◆ **TASK ITEM**
Going through the data below, copy out each line where the word "mulch" shows up.
- - -
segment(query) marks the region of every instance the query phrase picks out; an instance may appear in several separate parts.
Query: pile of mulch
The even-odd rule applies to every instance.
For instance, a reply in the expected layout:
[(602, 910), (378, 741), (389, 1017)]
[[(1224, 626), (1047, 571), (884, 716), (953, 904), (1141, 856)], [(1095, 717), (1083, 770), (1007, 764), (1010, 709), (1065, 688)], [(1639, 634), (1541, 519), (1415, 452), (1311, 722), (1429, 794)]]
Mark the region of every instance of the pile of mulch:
- - -
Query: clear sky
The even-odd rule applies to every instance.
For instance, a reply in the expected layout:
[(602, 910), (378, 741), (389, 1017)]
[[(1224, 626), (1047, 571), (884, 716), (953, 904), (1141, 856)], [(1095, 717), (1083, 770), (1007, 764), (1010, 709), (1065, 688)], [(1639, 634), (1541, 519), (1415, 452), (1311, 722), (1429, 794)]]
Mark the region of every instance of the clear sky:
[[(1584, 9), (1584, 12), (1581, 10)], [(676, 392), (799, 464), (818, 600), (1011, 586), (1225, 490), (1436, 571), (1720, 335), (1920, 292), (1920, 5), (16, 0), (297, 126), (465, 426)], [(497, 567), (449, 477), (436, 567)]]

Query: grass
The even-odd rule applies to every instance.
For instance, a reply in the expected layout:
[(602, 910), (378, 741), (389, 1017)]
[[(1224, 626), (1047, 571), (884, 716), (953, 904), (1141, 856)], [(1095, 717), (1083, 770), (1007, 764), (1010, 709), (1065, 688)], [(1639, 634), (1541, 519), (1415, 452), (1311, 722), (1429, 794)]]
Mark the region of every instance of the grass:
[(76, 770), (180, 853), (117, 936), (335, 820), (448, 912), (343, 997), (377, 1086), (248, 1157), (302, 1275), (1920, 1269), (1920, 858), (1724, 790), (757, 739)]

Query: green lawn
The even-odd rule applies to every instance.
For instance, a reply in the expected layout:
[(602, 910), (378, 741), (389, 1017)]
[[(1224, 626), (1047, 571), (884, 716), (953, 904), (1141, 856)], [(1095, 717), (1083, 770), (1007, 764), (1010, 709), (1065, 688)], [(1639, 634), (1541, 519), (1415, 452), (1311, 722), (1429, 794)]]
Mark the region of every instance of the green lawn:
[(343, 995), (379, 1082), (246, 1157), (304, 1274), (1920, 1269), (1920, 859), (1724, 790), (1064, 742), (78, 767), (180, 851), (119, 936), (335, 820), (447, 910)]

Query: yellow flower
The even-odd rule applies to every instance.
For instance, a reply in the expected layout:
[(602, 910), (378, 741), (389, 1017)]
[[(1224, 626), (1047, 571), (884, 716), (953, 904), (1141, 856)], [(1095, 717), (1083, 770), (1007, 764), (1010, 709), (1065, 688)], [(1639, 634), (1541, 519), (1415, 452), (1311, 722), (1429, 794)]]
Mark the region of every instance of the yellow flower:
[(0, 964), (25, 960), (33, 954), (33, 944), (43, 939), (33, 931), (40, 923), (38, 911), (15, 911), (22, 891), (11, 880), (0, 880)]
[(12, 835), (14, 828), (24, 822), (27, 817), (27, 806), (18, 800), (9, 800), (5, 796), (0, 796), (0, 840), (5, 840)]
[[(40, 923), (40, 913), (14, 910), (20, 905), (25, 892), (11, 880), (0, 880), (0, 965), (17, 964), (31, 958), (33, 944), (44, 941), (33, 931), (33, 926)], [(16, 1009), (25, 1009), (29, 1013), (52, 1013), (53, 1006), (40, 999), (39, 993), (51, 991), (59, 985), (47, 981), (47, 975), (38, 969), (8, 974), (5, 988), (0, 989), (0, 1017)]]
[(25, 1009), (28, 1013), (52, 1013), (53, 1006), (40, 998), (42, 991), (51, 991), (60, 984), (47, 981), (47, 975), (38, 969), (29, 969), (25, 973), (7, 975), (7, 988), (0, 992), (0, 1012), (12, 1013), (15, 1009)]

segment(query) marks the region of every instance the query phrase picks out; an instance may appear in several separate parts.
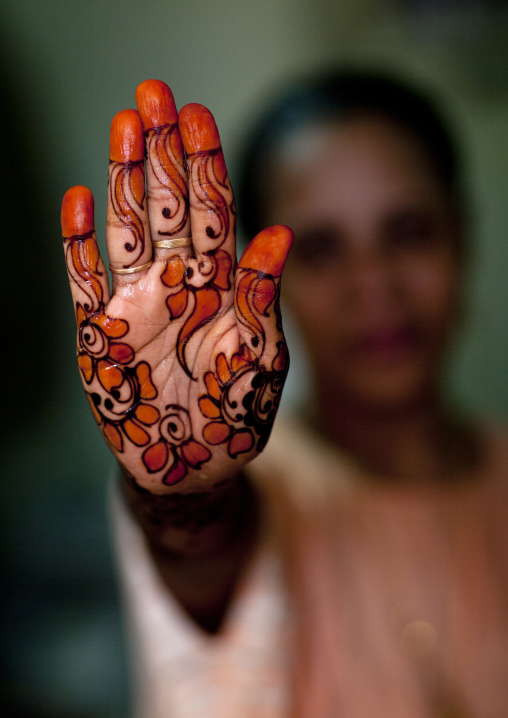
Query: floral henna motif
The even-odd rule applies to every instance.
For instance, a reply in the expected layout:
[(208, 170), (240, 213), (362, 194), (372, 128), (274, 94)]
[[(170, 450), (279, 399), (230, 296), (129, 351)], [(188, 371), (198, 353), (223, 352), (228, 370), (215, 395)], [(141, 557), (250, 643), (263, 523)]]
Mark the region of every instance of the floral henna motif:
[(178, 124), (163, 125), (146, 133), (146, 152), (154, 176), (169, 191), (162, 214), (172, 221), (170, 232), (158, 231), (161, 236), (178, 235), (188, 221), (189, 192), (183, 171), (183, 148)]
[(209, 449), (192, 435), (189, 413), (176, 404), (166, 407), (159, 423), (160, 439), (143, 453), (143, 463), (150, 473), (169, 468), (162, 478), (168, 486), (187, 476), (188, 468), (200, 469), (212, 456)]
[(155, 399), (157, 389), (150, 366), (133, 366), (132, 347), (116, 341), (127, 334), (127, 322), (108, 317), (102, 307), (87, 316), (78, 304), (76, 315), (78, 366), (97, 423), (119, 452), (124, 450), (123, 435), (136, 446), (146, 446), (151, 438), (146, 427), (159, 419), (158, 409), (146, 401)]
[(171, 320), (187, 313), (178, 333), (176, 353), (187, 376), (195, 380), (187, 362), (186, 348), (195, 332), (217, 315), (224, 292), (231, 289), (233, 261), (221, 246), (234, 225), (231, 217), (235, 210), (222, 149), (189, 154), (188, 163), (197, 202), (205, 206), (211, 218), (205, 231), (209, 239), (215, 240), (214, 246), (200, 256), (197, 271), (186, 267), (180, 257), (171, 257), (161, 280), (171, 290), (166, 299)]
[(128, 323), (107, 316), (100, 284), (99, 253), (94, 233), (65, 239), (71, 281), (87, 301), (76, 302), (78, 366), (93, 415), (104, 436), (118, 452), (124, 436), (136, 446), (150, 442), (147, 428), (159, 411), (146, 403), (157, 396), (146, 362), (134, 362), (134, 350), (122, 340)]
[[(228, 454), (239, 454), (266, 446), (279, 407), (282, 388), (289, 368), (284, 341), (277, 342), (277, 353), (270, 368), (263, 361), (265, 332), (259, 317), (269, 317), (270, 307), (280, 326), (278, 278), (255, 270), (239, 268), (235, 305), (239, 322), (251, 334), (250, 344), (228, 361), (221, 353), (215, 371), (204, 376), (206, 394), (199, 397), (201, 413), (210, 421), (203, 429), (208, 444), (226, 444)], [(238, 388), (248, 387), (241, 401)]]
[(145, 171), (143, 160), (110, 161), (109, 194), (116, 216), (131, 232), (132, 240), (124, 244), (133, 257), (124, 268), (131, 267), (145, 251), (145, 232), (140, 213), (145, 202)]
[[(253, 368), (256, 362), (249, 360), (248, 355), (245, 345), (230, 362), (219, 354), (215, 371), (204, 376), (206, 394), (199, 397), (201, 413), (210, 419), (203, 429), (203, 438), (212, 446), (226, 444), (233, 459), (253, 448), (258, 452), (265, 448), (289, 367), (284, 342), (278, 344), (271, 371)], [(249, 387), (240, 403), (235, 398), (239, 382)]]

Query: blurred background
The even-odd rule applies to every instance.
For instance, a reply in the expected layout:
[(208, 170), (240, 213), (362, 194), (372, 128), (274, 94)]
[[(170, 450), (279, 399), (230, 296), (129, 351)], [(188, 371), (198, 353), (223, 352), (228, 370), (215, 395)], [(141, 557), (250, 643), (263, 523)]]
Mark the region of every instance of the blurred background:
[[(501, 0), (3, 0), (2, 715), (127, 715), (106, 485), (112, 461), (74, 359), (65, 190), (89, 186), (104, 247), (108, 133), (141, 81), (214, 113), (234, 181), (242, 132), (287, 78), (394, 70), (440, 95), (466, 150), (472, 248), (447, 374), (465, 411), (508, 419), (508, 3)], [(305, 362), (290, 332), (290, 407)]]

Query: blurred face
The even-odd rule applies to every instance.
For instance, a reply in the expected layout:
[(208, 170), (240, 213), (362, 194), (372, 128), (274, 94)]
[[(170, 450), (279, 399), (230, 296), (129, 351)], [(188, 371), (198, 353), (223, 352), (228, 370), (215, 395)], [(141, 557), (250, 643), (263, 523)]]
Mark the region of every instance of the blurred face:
- - -
◆ **TASK RESULT**
Query: pile of mulch
Mark the region of every instance of the pile of mulch:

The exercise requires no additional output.